Document extract:
Begin

Cooper thinks the city should have been more prepared.

"When the mayor said 'don't leave,' he didn't think it was gonna be that bad, I'm like, okay. So. But after that, when it started coming in, I just knew it was a lie. I never been through nothing like that," Cooper said.    

Charles Maltbie is with the American Red Cross, which, as a partner of FEMA, is responsible for running shelters like this.

O'Donnell asked, "Houston's a big city, fourth largest in America, as you know. The plan was only to fit 5,000 people. How could that be?"

"That is a good question. That's something that, what we really look to do, is have smaller shelters available. We try and house folks as close to their homes as possible and this really was more of an evacuation site," Maltbie said. "The assumptions that were in place, even a week ago when we were setting this up, have just been completely overwhelmed."

End

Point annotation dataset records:
Begin

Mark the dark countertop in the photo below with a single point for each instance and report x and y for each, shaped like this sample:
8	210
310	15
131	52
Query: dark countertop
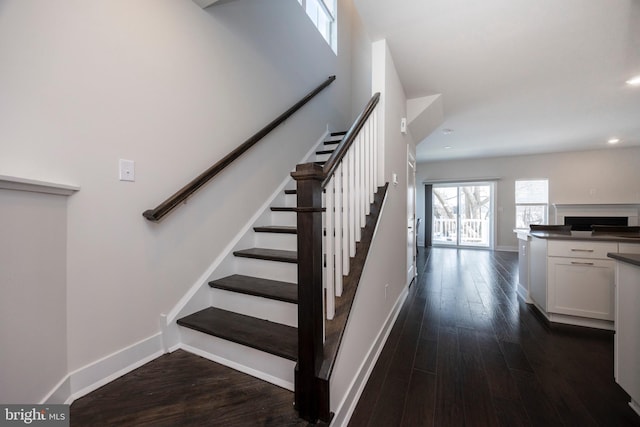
587	235
629	258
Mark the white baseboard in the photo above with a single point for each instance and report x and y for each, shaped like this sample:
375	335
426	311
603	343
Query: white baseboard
507	248
287	385
347	406
524	294
94	375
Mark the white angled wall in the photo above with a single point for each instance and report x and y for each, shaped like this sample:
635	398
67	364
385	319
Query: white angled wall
33	305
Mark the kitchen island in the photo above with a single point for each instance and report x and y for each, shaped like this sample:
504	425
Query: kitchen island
571	278
627	324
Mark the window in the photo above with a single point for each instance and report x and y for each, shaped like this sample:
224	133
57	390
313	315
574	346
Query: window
323	15
532	202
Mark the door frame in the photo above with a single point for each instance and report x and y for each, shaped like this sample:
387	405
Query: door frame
493	209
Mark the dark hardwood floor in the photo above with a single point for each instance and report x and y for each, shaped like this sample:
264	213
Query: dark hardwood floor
182	389
465	351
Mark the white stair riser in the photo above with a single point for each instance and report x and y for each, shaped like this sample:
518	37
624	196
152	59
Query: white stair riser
261	308
290	200
322	157
287	242
283	271
270	368
283	218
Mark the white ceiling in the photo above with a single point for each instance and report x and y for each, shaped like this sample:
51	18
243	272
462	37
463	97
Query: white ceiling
516	76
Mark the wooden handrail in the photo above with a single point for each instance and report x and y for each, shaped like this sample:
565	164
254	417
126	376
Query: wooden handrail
312	388
181	195
342	148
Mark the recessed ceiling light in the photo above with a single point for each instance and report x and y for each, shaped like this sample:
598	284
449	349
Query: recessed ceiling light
634	81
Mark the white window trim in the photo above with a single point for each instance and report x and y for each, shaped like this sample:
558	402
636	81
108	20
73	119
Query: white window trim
331	22
545	206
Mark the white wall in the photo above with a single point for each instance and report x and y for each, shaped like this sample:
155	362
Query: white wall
174	88
33	306
386	264
590	177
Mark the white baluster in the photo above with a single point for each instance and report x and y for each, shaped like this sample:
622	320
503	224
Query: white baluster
363	186
345	216
357	186
329	247
352	202
337	241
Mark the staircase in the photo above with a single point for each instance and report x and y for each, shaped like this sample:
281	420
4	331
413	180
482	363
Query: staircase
252	317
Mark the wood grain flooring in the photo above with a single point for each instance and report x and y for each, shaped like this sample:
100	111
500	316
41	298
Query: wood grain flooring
182	389
466	351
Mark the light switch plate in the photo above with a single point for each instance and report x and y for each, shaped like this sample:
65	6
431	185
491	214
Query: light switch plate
127	170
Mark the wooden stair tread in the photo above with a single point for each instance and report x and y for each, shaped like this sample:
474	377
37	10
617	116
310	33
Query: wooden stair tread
256	286
268	254
281	229
283	209
275	338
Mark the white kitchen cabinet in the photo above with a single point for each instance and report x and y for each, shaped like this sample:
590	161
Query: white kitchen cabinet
627	337
581	287
538	272
629	248
580	279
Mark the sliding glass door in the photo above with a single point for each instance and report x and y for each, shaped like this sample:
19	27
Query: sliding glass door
462	214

End

Prompt 1:
Answer these questions about the Houston shelter excerpt:
(a) Which organization does Charles Maltbie work with?
(b) How many people was the plan meant to fit, according to O'Donnell?
(c) Where does Maltbie say they try to house folks?
Prompt 2: Resume the Houston shelter excerpt right after Maltbie's final quoted sentence.

Result 1:
(a) The American Red Cross.
(b) 5,000 people.
(c) As close to their homes as possible.

Result 2:
He said things are going "as well as it can be with the conditions." 

"We're meeting the immediate emergency needs of all the clients, and we're just keeping up," Maltbie said.

"They're saying no one expected the storm to be this bad," O'Donnell told Lavan. To which Lavan said, "They expected it. They knew. We have weathermen and women for a reason. They knew this was gonna happen. They knew this." 

Forecasters did predict rainfall of up to two-and-a-half feet in some spots, but not the historic amounts we've seen so far. Red Cross organizers say they hope even more supplies will arrive at the shelter today.